§ **WRITTEN PROBLEM**: Extract, exactly as written, all lines of the material below from the line that includes "Thank you for the photograph above. Please mark the plaid" through its last line.

Entries from a pointing dataset

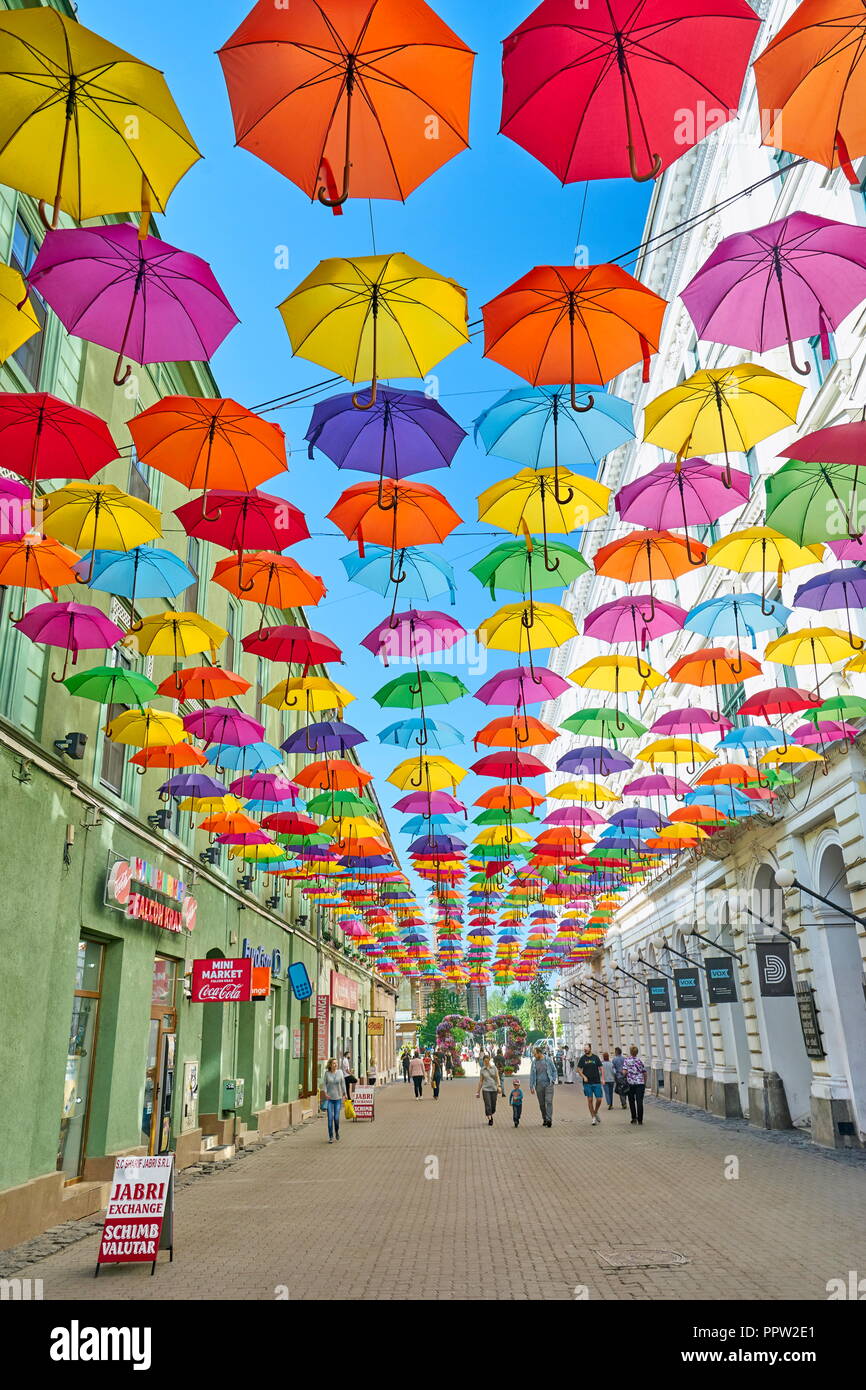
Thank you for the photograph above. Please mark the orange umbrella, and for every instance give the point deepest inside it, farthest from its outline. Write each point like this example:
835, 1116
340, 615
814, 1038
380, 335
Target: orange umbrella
207, 442
812, 85
380, 91
573, 324
36, 562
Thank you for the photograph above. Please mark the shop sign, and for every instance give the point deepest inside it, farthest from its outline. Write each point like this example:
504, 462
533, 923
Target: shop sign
223, 980
345, 993
139, 1216
145, 893
687, 983
658, 995
774, 973
720, 980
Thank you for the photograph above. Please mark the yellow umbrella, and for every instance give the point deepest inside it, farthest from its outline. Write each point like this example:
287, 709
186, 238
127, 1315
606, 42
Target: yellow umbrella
84, 124
310, 692
376, 316
722, 409
97, 516
178, 634
17, 324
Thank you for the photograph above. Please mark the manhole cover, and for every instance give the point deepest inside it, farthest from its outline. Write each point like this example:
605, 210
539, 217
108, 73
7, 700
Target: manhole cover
640, 1257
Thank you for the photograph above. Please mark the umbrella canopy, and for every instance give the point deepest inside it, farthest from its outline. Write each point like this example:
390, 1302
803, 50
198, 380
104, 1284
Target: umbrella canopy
70, 100
602, 92
344, 99
376, 316
143, 299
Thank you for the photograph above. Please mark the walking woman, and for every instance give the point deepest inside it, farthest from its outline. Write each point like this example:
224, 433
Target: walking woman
416, 1070
489, 1086
635, 1075
542, 1079
332, 1093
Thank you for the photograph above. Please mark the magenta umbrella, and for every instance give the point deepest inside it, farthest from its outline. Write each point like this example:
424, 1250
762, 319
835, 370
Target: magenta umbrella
77, 627
790, 280
142, 299
683, 494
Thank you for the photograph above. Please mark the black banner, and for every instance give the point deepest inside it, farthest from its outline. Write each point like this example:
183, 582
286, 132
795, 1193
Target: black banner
720, 980
658, 995
774, 970
687, 982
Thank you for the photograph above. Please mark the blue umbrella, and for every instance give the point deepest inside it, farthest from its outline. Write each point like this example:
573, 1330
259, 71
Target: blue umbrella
736, 615
537, 426
145, 573
424, 577
406, 734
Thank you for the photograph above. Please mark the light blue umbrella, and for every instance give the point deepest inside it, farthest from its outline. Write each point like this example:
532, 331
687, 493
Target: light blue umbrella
537, 426
736, 615
426, 577
145, 573
407, 731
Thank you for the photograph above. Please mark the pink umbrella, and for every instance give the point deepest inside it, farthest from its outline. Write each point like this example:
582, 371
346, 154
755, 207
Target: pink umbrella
77, 627
142, 299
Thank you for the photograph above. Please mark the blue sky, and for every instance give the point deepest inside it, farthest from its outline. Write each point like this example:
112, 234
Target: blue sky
485, 218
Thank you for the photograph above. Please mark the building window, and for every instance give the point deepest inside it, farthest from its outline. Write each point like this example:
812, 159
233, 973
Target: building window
22, 256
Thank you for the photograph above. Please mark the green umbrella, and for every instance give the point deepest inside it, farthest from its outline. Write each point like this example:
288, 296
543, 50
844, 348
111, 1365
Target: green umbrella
815, 502
517, 567
111, 685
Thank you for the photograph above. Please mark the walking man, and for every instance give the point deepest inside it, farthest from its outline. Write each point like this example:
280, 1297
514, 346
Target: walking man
542, 1079
590, 1072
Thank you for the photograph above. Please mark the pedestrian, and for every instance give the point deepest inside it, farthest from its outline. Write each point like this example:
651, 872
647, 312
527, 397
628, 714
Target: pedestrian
516, 1101
416, 1070
635, 1075
608, 1079
332, 1091
620, 1084
590, 1072
489, 1086
435, 1075
542, 1079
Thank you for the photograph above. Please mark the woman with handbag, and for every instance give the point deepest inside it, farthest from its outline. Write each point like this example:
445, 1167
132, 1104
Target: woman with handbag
332, 1093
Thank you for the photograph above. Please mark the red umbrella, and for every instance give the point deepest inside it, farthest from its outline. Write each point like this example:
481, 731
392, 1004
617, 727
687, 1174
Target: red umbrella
608, 89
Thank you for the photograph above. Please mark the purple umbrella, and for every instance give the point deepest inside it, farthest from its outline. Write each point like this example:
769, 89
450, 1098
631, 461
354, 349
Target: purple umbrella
77, 627
791, 280
142, 299
223, 724
403, 434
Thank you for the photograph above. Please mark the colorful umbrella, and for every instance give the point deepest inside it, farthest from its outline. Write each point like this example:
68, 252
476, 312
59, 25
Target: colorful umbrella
142, 299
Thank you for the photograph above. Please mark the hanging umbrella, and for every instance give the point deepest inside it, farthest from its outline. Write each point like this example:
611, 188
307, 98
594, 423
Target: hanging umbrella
722, 409
380, 93
46, 438
72, 626
376, 316
70, 102
573, 324
603, 92
143, 299
795, 278
209, 442
145, 573
18, 320
811, 84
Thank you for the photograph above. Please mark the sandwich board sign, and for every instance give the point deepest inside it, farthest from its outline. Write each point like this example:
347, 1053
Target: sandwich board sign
139, 1216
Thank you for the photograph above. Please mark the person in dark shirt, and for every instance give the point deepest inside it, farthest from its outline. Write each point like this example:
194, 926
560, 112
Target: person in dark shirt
590, 1072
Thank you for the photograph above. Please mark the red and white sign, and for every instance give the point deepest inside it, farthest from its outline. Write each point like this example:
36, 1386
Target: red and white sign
139, 1214
223, 980
344, 991
363, 1098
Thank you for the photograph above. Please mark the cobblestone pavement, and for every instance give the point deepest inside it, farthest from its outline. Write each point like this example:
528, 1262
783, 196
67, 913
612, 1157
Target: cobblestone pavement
613, 1212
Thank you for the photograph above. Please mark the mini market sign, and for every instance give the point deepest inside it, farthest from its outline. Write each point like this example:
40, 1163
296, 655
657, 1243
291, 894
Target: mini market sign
145, 893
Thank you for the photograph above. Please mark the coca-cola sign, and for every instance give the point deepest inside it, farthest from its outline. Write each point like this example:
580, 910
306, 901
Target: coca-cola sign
223, 982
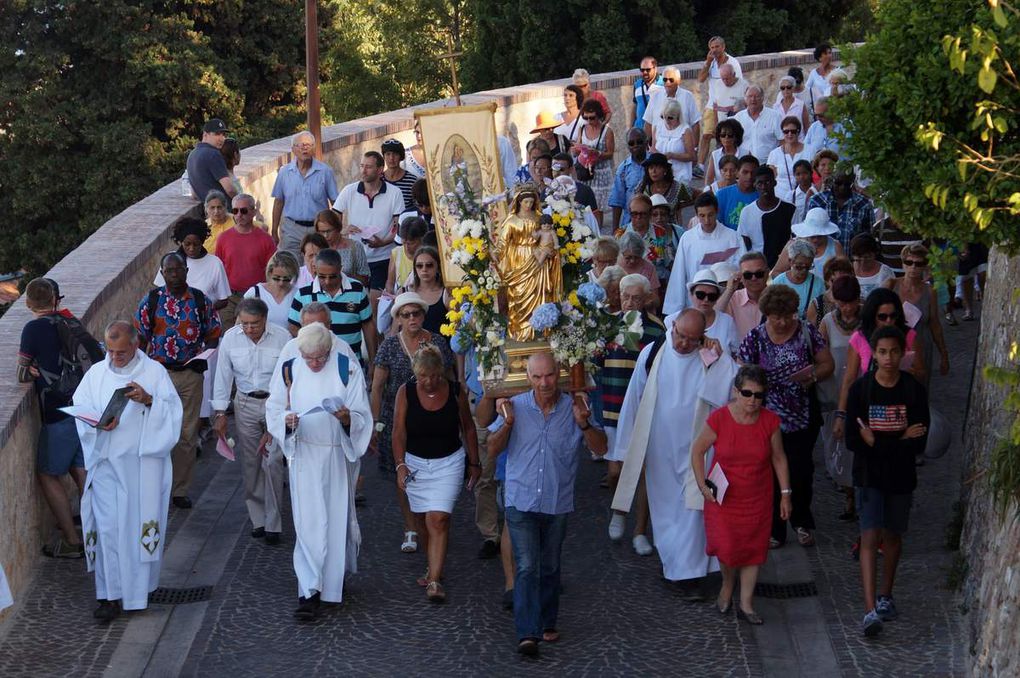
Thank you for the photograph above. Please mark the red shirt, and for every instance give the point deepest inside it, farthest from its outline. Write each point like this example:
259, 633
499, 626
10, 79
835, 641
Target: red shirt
245, 256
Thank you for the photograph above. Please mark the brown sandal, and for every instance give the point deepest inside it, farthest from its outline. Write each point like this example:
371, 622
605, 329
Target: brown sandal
435, 592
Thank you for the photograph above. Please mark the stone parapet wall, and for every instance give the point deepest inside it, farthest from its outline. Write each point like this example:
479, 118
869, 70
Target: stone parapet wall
105, 277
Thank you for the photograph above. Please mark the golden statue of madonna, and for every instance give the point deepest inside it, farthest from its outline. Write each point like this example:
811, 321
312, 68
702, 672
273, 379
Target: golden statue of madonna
526, 256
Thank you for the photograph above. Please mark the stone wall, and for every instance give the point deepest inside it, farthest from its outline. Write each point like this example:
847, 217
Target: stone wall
105, 277
990, 542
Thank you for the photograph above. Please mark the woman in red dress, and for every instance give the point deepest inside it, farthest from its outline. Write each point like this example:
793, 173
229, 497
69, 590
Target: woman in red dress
748, 448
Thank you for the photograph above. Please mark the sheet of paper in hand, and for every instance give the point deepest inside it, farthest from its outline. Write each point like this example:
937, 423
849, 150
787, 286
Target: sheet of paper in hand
114, 408
720, 480
715, 257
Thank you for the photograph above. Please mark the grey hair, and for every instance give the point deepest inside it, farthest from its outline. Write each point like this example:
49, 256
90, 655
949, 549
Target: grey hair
631, 243
631, 280
214, 195
751, 372
313, 308
753, 256
253, 306
244, 196
314, 337
284, 259
673, 106
297, 138
611, 275
118, 328
800, 248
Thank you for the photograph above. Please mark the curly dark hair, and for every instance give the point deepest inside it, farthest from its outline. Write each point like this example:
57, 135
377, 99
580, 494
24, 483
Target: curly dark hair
190, 225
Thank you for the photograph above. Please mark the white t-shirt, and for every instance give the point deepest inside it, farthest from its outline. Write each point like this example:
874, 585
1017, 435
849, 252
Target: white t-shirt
373, 218
783, 165
715, 80
277, 312
762, 135
653, 112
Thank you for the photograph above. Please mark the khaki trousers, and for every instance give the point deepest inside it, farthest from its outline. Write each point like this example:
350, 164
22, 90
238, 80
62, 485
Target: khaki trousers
189, 386
487, 516
263, 476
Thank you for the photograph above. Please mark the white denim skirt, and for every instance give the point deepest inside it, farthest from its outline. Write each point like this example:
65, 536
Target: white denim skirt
437, 481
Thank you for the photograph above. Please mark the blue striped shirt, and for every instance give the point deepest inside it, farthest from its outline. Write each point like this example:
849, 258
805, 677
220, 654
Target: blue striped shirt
348, 309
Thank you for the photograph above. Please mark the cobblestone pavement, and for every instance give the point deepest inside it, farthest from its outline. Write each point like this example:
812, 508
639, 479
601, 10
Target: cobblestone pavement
616, 617
927, 639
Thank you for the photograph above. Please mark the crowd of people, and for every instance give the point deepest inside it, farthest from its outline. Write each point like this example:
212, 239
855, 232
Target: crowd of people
769, 321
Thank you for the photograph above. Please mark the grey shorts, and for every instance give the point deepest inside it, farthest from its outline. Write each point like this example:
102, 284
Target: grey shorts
880, 510
59, 448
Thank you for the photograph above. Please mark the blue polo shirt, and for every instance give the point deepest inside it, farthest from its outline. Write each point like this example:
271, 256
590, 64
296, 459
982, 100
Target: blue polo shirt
307, 195
348, 309
542, 455
628, 176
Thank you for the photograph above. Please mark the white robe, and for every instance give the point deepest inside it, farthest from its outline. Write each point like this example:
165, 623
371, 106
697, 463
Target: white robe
323, 463
128, 487
679, 531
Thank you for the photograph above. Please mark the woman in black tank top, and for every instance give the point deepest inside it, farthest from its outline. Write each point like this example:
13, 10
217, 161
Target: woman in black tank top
431, 430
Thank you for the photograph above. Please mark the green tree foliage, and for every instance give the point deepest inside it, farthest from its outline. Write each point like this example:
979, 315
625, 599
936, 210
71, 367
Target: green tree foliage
103, 100
933, 120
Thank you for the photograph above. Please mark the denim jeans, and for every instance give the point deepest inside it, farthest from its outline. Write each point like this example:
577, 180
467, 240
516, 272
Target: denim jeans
537, 539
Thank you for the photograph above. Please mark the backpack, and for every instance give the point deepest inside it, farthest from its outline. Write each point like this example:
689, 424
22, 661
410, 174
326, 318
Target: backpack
79, 352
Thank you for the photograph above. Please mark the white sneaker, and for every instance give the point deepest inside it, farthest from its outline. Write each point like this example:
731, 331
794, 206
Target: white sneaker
616, 526
642, 545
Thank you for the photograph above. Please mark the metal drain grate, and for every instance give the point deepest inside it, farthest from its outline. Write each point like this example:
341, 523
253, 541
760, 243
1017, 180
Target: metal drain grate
180, 595
806, 589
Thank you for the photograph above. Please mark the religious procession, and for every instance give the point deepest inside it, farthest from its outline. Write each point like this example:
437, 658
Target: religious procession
696, 319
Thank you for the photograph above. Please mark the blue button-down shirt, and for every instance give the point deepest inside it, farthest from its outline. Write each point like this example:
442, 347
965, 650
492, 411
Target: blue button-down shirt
305, 196
628, 175
542, 456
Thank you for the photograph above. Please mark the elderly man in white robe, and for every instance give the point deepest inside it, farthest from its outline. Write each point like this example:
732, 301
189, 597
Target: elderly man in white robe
318, 408
674, 377
128, 466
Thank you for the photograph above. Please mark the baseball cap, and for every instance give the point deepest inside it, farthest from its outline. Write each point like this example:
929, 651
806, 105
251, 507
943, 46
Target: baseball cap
214, 126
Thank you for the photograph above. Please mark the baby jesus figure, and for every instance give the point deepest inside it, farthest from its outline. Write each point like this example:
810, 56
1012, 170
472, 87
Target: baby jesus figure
546, 243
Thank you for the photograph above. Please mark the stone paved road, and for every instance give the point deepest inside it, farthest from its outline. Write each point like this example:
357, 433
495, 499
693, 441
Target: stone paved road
616, 614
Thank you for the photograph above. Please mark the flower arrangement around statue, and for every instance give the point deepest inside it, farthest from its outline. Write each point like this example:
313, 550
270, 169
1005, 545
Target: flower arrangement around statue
580, 329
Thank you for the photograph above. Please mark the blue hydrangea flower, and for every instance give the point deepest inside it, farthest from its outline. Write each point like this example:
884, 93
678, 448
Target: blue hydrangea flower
545, 317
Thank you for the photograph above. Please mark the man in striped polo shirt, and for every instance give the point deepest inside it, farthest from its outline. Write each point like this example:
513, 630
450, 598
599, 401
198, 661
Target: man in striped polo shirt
350, 313
618, 364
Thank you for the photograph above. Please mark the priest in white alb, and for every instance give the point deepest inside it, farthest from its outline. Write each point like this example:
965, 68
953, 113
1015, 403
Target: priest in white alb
318, 407
128, 466
675, 384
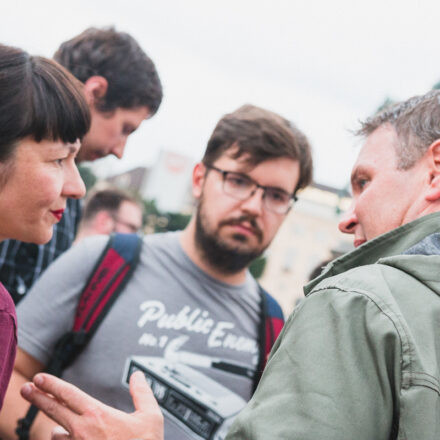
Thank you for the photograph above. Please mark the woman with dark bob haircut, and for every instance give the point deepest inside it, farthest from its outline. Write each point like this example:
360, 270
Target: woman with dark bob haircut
43, 117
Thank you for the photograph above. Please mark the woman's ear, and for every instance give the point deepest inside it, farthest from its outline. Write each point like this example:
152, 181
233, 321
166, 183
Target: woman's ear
95, 88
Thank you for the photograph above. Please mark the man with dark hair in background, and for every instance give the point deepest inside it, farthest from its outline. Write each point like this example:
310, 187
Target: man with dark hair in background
107, 211
192, 313
123, 89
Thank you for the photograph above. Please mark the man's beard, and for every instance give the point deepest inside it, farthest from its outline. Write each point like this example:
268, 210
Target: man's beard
220, 255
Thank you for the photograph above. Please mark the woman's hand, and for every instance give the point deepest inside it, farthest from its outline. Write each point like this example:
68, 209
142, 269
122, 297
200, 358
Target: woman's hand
84, 417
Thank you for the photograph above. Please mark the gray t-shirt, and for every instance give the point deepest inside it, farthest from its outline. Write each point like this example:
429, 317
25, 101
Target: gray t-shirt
195, 337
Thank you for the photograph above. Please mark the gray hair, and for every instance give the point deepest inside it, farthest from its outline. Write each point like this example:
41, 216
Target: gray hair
417, 125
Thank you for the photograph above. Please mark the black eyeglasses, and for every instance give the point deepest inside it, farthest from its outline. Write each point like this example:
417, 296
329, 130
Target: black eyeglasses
241, 187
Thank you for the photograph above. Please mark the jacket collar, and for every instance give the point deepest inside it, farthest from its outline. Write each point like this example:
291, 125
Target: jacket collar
392, 243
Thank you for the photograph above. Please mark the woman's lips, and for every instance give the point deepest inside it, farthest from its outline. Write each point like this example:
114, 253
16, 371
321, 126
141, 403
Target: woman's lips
58, 214
357, 243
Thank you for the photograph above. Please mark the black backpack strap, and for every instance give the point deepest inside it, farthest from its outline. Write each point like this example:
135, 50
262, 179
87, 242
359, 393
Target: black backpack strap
109, 277
270, 326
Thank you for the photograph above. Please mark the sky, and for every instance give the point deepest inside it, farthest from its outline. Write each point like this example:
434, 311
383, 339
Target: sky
324, 65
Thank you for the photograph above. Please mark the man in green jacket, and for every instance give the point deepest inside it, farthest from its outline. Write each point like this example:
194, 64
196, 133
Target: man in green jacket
359, 358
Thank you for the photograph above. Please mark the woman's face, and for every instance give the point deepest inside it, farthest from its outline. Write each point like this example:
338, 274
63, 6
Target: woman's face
40, 177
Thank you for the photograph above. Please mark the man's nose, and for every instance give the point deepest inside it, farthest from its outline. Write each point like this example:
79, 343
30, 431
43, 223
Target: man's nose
348, 222
118, 150
254, 203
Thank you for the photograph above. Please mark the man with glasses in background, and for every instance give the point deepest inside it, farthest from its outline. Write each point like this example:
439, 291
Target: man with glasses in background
110, 210
191, 313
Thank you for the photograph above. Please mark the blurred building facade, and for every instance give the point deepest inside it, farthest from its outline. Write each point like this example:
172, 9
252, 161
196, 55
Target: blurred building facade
308, 236
167, 182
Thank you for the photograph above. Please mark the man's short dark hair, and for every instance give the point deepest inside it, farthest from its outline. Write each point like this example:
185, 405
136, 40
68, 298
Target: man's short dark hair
417, 125
108, 200
260, 135
131, 75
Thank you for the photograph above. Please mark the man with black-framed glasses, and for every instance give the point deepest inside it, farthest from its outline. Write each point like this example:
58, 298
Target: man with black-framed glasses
192, 315
110, 210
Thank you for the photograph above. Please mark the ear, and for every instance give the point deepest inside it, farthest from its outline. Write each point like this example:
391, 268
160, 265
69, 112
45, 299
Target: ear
95, 88
433, 155
198, 177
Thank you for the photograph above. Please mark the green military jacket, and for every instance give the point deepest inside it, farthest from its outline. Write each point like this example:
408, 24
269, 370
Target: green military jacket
359, 358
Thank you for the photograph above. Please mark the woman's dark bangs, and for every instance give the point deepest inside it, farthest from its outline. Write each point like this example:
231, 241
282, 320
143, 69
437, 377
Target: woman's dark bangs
60, 111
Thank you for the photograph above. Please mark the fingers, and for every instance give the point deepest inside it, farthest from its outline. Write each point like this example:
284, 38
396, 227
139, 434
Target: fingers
68, 394
141, 393
54, 409
59, 433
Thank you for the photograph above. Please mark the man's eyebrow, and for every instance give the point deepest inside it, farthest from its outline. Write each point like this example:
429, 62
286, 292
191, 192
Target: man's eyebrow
73, 148
276, 188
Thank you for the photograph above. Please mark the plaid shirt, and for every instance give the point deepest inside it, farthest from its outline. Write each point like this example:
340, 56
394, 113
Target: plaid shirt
21, 264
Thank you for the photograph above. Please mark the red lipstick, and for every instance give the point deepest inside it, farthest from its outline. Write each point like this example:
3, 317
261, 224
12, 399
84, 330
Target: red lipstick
359, 242
58, 214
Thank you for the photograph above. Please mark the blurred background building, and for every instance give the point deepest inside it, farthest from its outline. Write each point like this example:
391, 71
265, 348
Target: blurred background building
308, 237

§ **ANSWER TO THIS EXERCISE**:
Thank you for the photograph above. Please mark the plaid shirt, and for every instance give the point deepest inside it, farthest from its outline. Write each point like this example:
340, 56
394, 113
Target: plaid shirt
21, 264
Thank you for the photograph above. Please mark the red lipstick, and for every instance give the point deepest inside it, farthest from its outline. Write each point like this example:
3, 317
261, 224
12, 399
84, 330
Target: red lipstick
359, 242
58, 214
Thank you for the photograph above. Please mark the blurred background building, and for every instance give the point deepest inside it, farthest from its outline. Write each point like this example:
391, 71
265, 348
Target: blurred background building
308, 237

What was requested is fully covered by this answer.